Overview

Services and protocols

  • transport segment from sending to receiving host
  • network layer protocols in every Internet device, including hosts and routers
  • IP provides best-effort services only
  • two functions
    • forwarding (data plane): local action, move arriving packets from router's input link to appropriate router output link
    • routing (control plane): global action, generated by routing algorithms and determine source-destination paths (end-to-end)
      • centralized (e.g. telephone network)
        • "emerging" approach under the context of Software-Defined Networking (SDN)
        • routing is done by controller (a centralized server)
          • Q: Different routing algorithms can be easily used (why)?
          • A: Yes, the routing paths are determined by ourselves. This time I choose x path (the shortest way), the next time I can choose y path (the lowest delay way). Because routers do not collaborate.
        • the controller determines the paths (based on various packet header fields), and configures the forwarding tables at routers
        • In SDN, routers are called "openflow switches", because the routing function is done by the controller
          • Q: Can we use this method in the whole network?
          • A: It is impossible. This method can only be used in small network, such as campus network, enterprise network and datacenter network.
        • should obey the Openflow Specification (standard)
        • routing can be designed by software (programming, you can control the routing path by yourself)
      • distributed
        • routers collaborate with each other to find (shortest) paths (based on destination), and configure their own fowarding tables accordingly
        • self-healing
        • routing protocol is implemented inside routers
        • network operator lacks control of routing paths

Forwarding

What is inside a router

  • router architecture overview
    • input port functions
      • decentralized switching (the red one)
        • given data dest, lookup out port using forwarding table in input port memory
        • goal: complete input port processing at "line rate/speed" (completely use the bandwidth, not want to become bottlenect)

GIVEN DATA:
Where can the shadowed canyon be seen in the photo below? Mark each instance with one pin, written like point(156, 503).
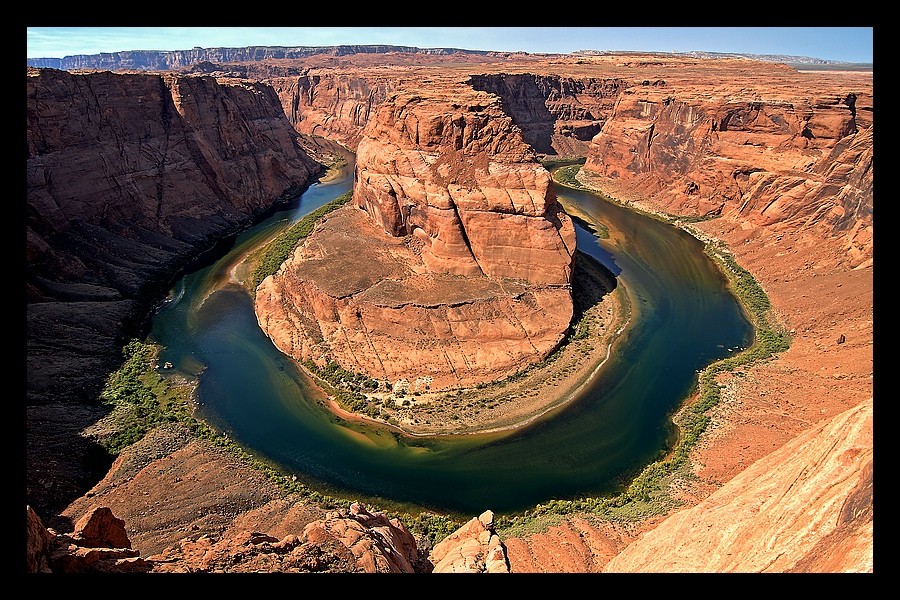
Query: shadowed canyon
point(453, 264)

TASK INSTRUCTIONS:
A) Based on the routing notes, say whether each statement agrees with them: (i) IP offers only best-effort services. (ii) With distributed routing, the network operator has full control over routing paths. (iii) The centralized method can be used across the whole network. For each, answer yes or no and quote the words that decide it.
B) List every kind of network where the routing notes say the centralized method can be used.
The data was taken from another source.

RESPONSES BY TASK:
A)
(i) Yes: "IP provides best-effort services only"
(ii) No: "network operator lacks control of routing paths"
(iii) No: "It is impossible. This method can only be used in small network, such as campus network, enterprise network and datacenter network."

B)
- campus network
- enterprise network
- datacenter network